[Dataset items]
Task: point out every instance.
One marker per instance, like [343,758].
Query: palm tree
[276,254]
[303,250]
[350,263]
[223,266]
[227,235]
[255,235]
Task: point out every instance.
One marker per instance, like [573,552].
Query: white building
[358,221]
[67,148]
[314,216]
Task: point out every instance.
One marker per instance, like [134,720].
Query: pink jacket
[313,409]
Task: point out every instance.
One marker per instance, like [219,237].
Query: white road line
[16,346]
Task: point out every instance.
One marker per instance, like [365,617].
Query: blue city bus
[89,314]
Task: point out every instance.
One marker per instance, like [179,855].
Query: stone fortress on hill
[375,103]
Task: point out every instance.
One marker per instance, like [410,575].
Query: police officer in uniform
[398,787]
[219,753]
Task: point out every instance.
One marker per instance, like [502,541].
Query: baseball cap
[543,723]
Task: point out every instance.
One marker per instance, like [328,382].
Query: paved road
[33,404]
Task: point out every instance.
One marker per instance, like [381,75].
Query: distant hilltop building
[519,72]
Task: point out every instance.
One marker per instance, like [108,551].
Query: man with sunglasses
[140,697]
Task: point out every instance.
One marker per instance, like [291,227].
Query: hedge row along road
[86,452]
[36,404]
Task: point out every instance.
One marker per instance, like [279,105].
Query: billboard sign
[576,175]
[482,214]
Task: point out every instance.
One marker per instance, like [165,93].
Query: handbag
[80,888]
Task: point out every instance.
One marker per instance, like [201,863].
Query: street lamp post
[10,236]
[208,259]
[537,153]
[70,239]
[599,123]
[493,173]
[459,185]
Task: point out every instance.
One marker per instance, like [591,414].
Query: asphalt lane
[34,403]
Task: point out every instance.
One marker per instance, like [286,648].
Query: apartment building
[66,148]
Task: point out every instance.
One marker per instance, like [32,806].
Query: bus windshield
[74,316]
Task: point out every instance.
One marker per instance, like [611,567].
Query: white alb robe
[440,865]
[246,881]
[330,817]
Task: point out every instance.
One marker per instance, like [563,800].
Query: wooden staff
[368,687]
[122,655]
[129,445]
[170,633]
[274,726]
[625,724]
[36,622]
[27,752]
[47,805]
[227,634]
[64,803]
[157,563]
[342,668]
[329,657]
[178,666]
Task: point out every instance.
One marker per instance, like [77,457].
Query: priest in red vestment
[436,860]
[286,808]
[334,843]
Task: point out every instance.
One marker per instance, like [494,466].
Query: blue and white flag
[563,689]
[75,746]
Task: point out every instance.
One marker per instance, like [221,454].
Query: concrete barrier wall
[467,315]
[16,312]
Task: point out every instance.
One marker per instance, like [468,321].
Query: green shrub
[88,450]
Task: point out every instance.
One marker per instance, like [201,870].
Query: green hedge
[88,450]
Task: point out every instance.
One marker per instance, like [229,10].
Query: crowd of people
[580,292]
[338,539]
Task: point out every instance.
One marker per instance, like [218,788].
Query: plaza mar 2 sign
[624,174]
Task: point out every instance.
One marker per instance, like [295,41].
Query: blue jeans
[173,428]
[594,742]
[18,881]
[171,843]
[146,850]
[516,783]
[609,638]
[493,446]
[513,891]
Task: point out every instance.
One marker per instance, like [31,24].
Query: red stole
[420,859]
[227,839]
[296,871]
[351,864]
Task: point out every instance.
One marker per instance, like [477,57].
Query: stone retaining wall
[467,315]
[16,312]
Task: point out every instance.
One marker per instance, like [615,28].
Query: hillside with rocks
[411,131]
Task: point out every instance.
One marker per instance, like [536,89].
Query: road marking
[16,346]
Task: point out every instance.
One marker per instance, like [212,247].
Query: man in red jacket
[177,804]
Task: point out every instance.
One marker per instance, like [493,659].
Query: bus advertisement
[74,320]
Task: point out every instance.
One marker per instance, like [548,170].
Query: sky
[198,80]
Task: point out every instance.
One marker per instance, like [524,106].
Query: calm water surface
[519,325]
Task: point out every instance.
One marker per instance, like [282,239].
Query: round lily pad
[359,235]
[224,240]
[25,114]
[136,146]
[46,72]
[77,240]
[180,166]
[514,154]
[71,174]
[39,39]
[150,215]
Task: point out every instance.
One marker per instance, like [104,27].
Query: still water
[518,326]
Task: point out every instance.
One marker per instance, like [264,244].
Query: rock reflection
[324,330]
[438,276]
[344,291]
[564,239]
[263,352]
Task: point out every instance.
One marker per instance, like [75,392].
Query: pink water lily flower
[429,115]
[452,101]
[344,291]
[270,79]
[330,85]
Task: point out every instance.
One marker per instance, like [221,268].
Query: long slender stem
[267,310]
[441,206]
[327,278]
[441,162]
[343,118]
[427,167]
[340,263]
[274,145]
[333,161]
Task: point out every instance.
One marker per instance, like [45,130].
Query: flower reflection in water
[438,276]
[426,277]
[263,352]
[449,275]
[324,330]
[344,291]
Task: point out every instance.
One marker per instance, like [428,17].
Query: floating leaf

◆ **Work to be completed**
Pull out every line in the material that contains the word "green", treating case as significant.

◆ **Answer to this exercise**
Query: green shrub
Query: green hedge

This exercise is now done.